*What is being asked*.
Collect every line of the rows that contains the word "shrub" and copy each one out.

*Supplied data*.

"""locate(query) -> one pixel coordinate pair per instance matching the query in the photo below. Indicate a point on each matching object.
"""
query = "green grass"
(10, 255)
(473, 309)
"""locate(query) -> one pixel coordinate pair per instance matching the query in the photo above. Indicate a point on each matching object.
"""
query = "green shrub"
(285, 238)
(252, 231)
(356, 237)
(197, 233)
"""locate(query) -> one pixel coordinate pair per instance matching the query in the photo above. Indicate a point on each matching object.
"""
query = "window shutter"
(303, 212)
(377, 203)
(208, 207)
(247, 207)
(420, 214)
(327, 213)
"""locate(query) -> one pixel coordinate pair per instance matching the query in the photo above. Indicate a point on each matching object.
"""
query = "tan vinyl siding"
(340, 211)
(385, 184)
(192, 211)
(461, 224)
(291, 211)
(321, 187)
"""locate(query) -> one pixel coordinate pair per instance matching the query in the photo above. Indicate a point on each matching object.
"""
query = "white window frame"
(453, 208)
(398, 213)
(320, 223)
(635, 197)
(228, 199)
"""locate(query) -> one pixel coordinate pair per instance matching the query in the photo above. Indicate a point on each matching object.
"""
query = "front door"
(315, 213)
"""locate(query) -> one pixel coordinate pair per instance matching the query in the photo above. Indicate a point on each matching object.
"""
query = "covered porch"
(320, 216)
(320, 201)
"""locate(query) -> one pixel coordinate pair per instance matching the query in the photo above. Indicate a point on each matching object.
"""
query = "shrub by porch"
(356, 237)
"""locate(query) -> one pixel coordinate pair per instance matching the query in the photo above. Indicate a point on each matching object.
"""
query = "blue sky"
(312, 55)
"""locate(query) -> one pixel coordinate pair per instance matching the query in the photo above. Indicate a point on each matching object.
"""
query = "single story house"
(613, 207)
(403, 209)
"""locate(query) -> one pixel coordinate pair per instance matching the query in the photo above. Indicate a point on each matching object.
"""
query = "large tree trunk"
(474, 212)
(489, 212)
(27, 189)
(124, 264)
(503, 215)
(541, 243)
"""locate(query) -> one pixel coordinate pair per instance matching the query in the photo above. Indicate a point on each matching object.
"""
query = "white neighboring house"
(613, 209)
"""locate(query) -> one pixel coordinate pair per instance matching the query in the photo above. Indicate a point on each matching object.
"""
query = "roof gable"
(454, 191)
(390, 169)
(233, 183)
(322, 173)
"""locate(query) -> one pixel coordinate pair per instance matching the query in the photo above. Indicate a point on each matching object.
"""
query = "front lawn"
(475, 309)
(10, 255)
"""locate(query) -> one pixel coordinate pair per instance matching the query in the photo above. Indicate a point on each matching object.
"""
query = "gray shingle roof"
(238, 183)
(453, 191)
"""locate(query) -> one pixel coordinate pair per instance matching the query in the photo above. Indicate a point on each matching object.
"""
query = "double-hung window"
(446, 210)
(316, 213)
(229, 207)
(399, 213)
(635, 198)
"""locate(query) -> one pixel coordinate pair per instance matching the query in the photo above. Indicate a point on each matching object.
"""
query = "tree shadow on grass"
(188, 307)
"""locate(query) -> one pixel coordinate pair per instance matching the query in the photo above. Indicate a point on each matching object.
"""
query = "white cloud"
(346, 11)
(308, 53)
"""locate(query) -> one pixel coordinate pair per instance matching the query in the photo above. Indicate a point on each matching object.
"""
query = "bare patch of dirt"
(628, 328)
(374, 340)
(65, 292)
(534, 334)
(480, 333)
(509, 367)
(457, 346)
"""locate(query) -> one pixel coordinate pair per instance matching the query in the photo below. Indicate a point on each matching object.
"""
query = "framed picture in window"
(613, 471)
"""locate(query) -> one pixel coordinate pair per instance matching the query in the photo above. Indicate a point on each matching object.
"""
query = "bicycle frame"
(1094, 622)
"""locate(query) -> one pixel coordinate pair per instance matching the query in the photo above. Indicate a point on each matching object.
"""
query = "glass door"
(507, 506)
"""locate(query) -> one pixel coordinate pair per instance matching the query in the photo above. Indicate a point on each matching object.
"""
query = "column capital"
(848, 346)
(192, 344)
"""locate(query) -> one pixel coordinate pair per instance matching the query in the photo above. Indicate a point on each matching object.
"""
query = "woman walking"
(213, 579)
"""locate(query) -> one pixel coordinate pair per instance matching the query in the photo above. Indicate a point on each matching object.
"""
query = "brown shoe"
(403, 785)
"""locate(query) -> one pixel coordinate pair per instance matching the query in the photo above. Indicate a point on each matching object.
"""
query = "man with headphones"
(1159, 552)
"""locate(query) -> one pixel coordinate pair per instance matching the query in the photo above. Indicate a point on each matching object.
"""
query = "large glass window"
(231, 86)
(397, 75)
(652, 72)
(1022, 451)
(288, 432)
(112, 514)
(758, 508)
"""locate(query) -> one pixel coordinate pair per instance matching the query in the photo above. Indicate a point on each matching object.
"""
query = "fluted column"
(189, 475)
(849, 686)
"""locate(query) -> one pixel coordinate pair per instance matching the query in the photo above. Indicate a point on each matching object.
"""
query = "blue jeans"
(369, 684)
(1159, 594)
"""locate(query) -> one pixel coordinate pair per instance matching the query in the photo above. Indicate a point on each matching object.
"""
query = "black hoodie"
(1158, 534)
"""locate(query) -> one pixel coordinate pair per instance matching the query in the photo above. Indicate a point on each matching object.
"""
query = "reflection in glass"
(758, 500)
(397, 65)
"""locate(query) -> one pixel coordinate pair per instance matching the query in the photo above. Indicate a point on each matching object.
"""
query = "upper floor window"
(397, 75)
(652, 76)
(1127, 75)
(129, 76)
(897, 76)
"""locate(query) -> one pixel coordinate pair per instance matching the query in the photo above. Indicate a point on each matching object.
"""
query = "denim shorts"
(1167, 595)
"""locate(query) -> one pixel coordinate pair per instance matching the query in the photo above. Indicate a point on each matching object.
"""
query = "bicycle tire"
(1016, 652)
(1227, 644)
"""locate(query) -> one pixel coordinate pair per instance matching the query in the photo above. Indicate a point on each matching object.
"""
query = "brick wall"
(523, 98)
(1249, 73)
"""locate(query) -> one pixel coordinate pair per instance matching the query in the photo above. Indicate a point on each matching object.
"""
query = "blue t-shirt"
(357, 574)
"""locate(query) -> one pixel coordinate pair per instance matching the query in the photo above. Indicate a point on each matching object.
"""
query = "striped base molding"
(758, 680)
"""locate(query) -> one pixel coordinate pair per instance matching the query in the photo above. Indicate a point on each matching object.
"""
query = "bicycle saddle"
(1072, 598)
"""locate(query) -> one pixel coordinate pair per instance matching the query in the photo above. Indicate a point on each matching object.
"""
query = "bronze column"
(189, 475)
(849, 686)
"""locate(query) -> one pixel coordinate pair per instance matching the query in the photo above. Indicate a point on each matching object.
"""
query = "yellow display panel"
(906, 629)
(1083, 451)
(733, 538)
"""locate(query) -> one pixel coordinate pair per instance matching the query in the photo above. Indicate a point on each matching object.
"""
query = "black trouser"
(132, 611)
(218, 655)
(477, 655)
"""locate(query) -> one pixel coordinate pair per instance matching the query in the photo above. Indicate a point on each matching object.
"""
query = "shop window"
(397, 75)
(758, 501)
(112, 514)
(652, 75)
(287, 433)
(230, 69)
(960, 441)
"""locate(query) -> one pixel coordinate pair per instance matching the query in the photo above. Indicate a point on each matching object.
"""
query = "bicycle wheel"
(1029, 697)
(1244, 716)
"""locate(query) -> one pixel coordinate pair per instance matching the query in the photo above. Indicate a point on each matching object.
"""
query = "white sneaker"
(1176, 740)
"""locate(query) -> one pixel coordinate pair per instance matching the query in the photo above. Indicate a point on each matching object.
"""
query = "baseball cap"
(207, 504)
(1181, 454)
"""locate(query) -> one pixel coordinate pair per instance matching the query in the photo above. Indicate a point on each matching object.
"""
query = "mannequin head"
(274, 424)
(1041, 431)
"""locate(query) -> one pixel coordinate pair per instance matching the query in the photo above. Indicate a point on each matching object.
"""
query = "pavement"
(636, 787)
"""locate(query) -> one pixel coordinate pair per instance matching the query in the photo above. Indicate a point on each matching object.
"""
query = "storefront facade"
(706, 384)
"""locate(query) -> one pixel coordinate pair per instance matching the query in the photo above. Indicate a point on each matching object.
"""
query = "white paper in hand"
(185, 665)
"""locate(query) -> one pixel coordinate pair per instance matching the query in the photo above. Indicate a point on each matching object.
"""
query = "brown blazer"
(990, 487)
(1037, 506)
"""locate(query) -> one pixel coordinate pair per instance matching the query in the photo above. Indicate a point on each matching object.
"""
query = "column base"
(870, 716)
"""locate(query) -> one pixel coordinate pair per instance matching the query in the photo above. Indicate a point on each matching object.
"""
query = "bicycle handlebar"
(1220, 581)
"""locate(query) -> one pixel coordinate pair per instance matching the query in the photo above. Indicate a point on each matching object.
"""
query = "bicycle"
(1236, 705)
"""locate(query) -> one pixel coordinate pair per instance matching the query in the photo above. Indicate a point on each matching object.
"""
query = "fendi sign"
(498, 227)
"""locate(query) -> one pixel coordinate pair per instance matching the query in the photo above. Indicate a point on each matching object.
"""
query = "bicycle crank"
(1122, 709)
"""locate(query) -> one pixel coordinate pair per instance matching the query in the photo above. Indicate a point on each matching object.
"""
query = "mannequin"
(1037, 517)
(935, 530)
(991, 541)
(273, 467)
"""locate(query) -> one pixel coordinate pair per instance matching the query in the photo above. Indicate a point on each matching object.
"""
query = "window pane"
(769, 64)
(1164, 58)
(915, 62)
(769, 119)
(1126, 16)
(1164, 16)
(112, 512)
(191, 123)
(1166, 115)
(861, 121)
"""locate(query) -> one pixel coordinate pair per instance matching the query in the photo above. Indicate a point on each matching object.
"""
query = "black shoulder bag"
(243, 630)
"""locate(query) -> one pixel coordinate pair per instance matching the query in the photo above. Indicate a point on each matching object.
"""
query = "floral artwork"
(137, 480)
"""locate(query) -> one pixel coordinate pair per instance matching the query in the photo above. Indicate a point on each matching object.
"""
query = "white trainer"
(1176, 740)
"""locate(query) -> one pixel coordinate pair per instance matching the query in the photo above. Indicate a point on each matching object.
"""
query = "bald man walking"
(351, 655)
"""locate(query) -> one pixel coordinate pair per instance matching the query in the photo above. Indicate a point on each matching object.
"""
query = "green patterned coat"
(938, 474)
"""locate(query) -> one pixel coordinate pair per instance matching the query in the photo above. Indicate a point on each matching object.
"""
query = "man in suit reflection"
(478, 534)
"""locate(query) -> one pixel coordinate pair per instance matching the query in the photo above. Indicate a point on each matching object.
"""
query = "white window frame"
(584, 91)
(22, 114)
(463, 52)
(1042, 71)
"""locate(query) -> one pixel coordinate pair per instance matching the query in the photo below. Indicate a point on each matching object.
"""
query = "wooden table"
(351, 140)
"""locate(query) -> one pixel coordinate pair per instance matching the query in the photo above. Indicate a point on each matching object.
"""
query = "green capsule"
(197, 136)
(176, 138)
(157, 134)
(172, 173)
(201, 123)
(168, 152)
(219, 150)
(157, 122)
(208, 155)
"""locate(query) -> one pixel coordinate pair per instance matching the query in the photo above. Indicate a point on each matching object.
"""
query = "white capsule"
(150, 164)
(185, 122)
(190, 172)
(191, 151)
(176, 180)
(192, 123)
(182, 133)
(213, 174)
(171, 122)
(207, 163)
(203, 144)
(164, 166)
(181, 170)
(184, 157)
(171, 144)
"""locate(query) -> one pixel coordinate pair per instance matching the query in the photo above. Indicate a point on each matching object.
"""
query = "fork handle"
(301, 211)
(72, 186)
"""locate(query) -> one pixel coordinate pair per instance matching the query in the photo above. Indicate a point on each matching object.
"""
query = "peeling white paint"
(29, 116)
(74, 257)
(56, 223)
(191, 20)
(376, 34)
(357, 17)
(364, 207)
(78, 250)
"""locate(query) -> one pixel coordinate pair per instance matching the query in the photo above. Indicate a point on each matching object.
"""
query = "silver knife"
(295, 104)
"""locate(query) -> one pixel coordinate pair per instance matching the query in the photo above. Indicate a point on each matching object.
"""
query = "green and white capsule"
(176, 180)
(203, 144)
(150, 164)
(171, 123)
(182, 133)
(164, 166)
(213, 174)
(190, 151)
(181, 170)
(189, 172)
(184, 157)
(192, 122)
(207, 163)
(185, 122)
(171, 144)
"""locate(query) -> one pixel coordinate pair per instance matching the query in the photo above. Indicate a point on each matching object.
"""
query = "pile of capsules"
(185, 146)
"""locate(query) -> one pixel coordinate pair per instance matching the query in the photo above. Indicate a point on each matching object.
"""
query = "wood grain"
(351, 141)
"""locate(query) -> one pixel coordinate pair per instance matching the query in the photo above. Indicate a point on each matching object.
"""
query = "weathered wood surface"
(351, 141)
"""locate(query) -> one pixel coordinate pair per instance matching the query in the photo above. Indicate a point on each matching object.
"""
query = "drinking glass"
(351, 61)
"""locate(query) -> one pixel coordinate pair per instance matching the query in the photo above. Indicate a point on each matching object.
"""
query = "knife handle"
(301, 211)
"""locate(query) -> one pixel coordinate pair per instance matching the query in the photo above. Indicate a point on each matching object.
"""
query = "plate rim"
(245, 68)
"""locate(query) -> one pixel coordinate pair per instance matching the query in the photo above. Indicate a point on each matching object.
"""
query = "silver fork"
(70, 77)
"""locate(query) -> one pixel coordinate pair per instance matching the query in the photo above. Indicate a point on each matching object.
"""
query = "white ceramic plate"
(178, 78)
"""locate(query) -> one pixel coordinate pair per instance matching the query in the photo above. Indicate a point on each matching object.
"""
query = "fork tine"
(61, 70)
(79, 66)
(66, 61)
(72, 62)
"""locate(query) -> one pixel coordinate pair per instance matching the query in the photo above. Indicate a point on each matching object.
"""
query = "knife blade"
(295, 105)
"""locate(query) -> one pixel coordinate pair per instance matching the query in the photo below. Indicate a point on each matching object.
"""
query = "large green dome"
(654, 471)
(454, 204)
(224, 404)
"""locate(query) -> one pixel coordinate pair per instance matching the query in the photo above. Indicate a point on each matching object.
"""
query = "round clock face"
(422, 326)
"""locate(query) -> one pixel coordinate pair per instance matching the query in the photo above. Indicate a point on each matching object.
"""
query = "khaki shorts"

*Task result*.
query = "green shrub"
query = "shrub by porch"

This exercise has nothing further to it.